In the records below, find every line that contains "flame" and list it.

##### DATA IN THIS EXERCISE #####

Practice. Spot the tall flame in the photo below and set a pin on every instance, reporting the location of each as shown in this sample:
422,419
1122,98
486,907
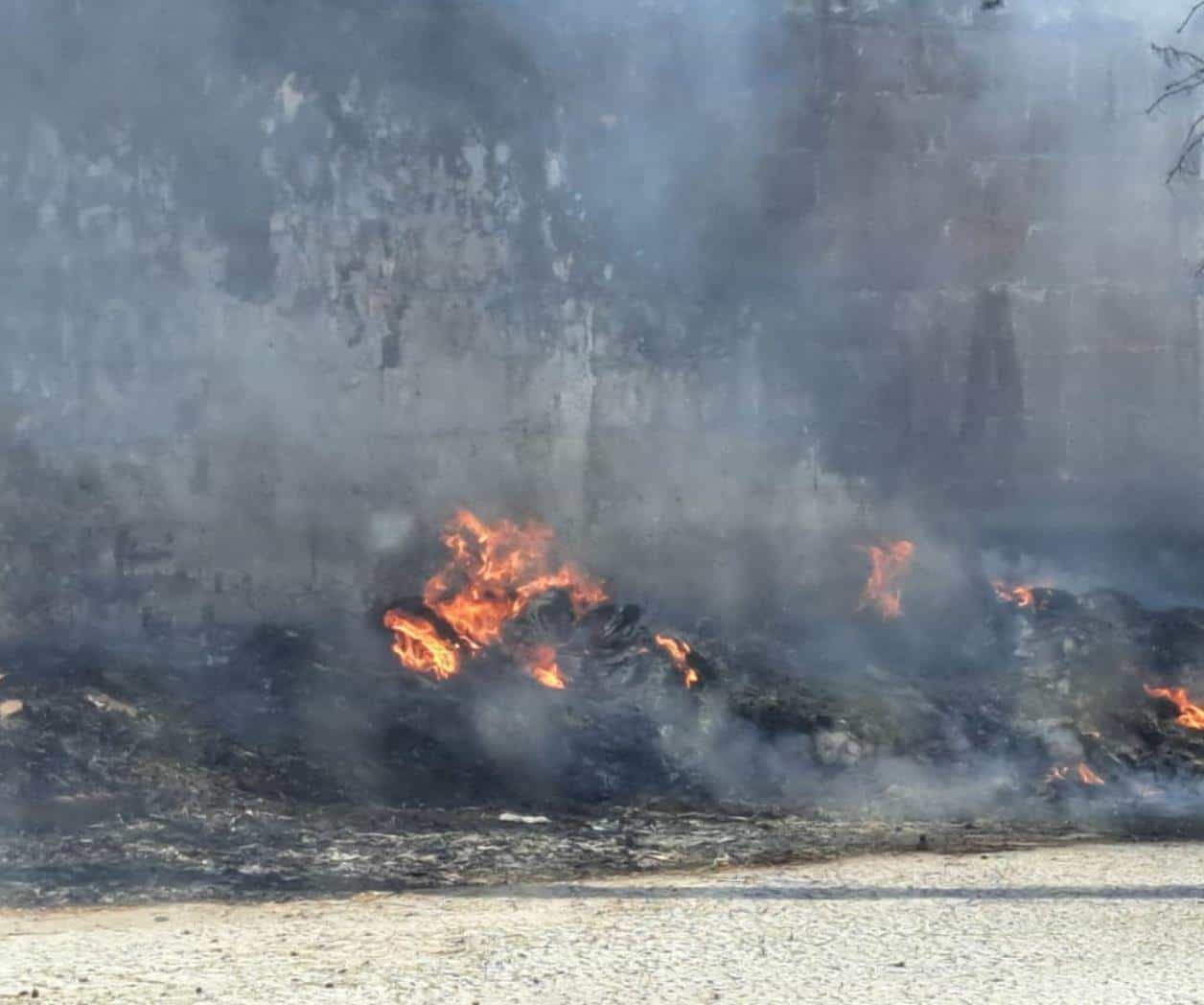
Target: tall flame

#####

■ **EXERCISE OUTPUT**:
Practice. Spot the tall flame in the photo below and set a pin on every instance, reporting the location of each as shown in this sample:
Target: tall flame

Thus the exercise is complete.